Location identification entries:
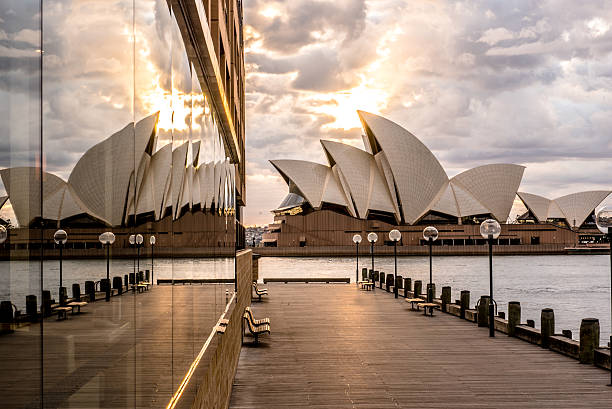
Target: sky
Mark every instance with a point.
(525, 82)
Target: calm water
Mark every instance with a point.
(20, 278)
(576, 286)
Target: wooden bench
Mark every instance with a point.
(61, 312)
(414, 301)
(259, 292)
(255, 322)
(255, 330)
(77, 305)
(427, 306)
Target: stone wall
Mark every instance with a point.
(216, 387)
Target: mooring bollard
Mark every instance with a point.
(483, 311)
(407, 286)
(547, 326)
(118, 284)
(431, 292)
(31, 307)
(589, 339)
(76, 291)
(465, 302)
(90, 290)
(446, 297)
(46, 303)
(63, 295)
(514, 316)
(418, 288)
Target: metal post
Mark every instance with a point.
(357, 268)
(108, 271)
(152, 280)
(491, 302)
(429, 291)
(395, 273)
(61, 255)
(610, 240)
(372, 253)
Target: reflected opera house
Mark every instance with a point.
(397, 182)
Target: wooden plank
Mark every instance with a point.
(337, 347)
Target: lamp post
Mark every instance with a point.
(139, 241)
(152, 242)
(357, 240)
(60, 237)
(395, 236)
(430, 234)
(603, 219)
(372, 238)
(107, 238)
(490, 230)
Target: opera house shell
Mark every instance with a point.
(121, 179)
(399, 177)
(397, 182)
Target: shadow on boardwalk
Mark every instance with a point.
(333, 346)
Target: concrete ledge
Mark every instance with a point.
(565, 346)
(602, 358)
(528, 334)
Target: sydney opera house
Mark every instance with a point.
(397, 181)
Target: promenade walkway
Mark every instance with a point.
(333, 346)
(131, 352)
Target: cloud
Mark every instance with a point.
(478, 82)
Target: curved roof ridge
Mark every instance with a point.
(418, 174)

• Work instructions: Return every line of the entries above word for word, including the points, but leave out the pictures.

• Output for this task:
Target: sky
Mark every instance with a point.
(525, 82)
Target: calm water
Mark every instance with a point.
(20, 278)
(576, 286)
Target: wooden bench
Mark every instance with a point.
(61, 312)
(414, 301)
(259, 292)
(255, 322)
(255, 330)
(77, 305)
(427, 306)
Target: stone wall
Mark every instance with a point.
(216, 387)
Target: mooring bollard
Mark every instance with a point.
(483, 311)
(407, 286)
(547, 326)
(118, 284)
(431, 292)
(31, 307)
(589, 339)
(76, 291)
(465, 302)
(90, 290)
(446, 297)
(46, 303)
(63, 295)
(514, 316)
(418, 288)
Target: metal post
Mark every instance with a point.
(357, 268)
(108, 271)
(152, 280)
(491, 302)
(429, 291)
(395, 273)
(61, 255)
(610, 240)
(372, 253)
Target: reflected opera house
Mark every instance with a point.
(397, 182)
Target: wooden plank
Mark every instance with a point.
(337, 347)
Target: lamp post
Mark every instance with a point.
(139, 241)
(152, 242)
(357, 240)
(60, 237)
(395, 236)
(430, 234)
(603, 219)
(372, 238)
(107, 238)
(490, 230)
Target: opera house shell
Mark every instance with a point.
(121, 179)
(399, 177)
(397, 182)
Target: shadow on boardwalk
Mark every instance with a point.
(333, 346)
Target: concrete ledge
Mark every instance with a point.
(565, 346)
(602, 358)
(528, 334)
Target: sydney opera house
Mark every instance with a point.
(397, 181)
Target: promenade walkway
Mark every instance with a point.
(333, 346)
(131, 352)
Target: cloud
Mark every instance with a point.
(478, 82)
Target: curved roof ridge
Mark every instance with a point.
(418, 174)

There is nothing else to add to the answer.